BEGIN Task data
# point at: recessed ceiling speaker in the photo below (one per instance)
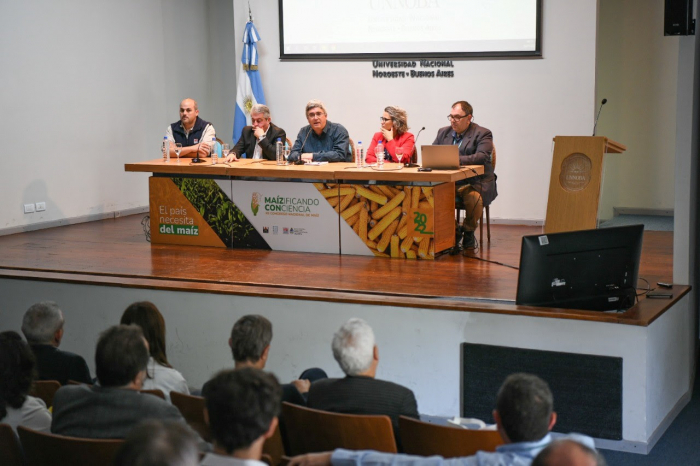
(678, 18)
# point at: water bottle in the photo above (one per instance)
(359, 155)
(379, 152)
(279, 153)
(165, 149)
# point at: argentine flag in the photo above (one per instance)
(249, 86)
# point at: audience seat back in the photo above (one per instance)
(10, 451)
(192, 409)
(45, 389)
(426, 439)
(41, 449)
(155, 392)
(311, 430)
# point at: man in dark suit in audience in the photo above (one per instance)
(524, 416)
(360, 392)
(258, 141)
(113, 408)
(43, 328)
(241, 409)
(250, 340)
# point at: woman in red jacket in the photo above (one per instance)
(394, 134)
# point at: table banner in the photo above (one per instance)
(289, 216)
(387, 221)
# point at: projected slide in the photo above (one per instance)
(385, 28)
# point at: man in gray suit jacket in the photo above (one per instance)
(258, 141)
(475, 148)
(112, 409)
(360, 392)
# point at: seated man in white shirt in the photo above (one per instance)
(242, 406)
(258, 141)
(524, 416)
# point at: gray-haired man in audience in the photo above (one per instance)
(524, 416)
(359, 392)
(43, 326)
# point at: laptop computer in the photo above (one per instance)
(440, 157)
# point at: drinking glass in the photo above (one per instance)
(399, 154)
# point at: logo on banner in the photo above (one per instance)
(255, 203)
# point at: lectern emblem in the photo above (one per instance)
(575, 173)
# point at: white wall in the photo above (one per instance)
(90, 85)
(525, 102)
(638, 74)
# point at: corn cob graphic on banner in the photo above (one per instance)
(392, 221)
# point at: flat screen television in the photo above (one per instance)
(594, 270)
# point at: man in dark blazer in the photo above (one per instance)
(360, 392)
(258, 141)
(42, 326)
(475, 148)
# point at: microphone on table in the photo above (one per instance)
(596, 118)
(415, 146)
(196, 159)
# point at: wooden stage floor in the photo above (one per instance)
(115, 253)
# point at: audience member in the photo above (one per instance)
(159, 443)
(43, 328)
(360, 392)
(568, 453)
(112, 408)
(242, 408)
(160, 375)
(250, 344)
(17, 371)
(321, 140)
(524, 416)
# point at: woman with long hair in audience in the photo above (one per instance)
(160, 374)
(17, 373)
(393, 126)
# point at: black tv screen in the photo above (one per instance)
(589, 269)
(372, 29)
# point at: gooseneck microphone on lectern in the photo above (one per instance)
(598, 116)
(196, 158)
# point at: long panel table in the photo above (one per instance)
(339, 208)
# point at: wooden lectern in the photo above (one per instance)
(575, 183)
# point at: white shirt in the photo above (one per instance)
(165, 379)
(32, 414)
(257, 152)
(209, 133)
(212, 459)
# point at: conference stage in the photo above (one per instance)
(423, 313)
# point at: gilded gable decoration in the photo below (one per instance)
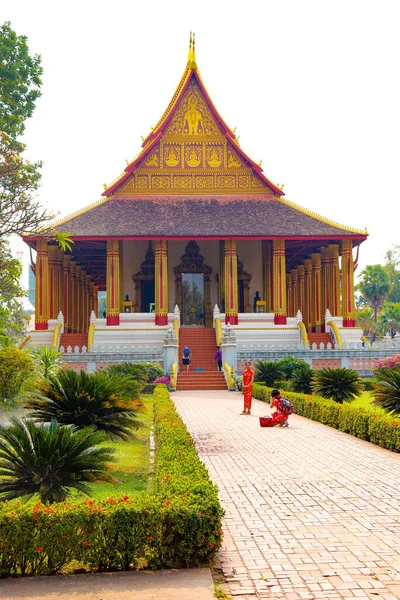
(193, 116)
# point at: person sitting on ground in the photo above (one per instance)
(281, 414)
(218, 358)
(248, 378)
(186, 352)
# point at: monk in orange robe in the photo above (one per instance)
(248, 378)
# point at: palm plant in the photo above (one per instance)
(49, 459)
(340, 385)
(48, 360)
(84, 400)
(268, 372)
(301, 379)
(387, 390)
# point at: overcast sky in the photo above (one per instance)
(312, 88)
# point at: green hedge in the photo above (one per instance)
(380, 430)
(178, 526)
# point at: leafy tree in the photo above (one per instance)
(48, 360)
(49, 459)
(301, 379)
(268, 372)
(84, 400)
(289, 364)
(374, 286)
(340, 385)
(16, 368)
(392, 267)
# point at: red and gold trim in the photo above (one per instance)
(161, 282)
(42, 286)
(231, 283)
(279, 279)
(112, 282)
(348, 309)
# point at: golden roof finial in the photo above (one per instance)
(192, 53)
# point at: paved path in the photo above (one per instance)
(310, 512)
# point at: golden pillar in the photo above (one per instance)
(161, 282)
(316, 291)
(67, 293)
(112, 282)
(289, 294)
(295, 291)
(334, 280)
(279, 281)
(300, 282)
(221, 278)
(307, 316)
(231, 283)
(268, 283)
(348, 310)
(42, 286)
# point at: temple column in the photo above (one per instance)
(279, 281)
(300, 280)
(231, 283)
(74, 297)
(67, 293)
(334, 280)
(161, 282)
(52, 252)
(221, 278)
(316, 291)
(307, 316)
(289, 294)
(295, 292)
(268, 281)
(324, 284)
(78, 300)
(112, 282)
(42, 286)
(348, 311)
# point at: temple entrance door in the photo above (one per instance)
(147, 291)
(193, 298)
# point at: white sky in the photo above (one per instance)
(311, 86)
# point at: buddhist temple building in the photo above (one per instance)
(194, 222)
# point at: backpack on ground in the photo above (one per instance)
(286, 406)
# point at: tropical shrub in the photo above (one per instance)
(289, 364)
(381, 430)
(49, 459)
(301, 379)
(268, 372)
(47, 360)
(340, 385)
(178, 526)
(84, 400)
(16, 368)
END Task data
• _Exercise description_
Starting at the line that contains "# point at: temple column", write out every line through the end of the entries, exactly and with nothing added.

• _Expected answer_
# point at: temple column in the photo above (one per instance)
(279, 281)
(300, 280)
(231, 283)
(74, 297)
(67, 293)
(334, 280)
(161, 282)
(52, 252)
(221, 278)
(316, 291)
(307, 316)
(289, 294)
(295, 292)
(268, 281)
(324, 284)
(78, 300)
(112, 282)
(42, 286)
(348, 311)
# point at: temple entrance door in the photo above (one per instance)
(147, 291)
(193, 298)
# point at: white sky in the photo above (one per instance)
(311, 86)
# point at: buddhist temple building in the photo above (one per instance)
(194, 222)
# point at: backpack on ground in the photo above (one per instance)
(286, 406)
# point at: tropical shrub in the photo above (one per instance)
(289, 364)
(381, 430)
(49, 459)
(301, 379)
(268, 372)
(47, 360)
(340, 385)
(178, 526)
(84, 400)
(16, 368)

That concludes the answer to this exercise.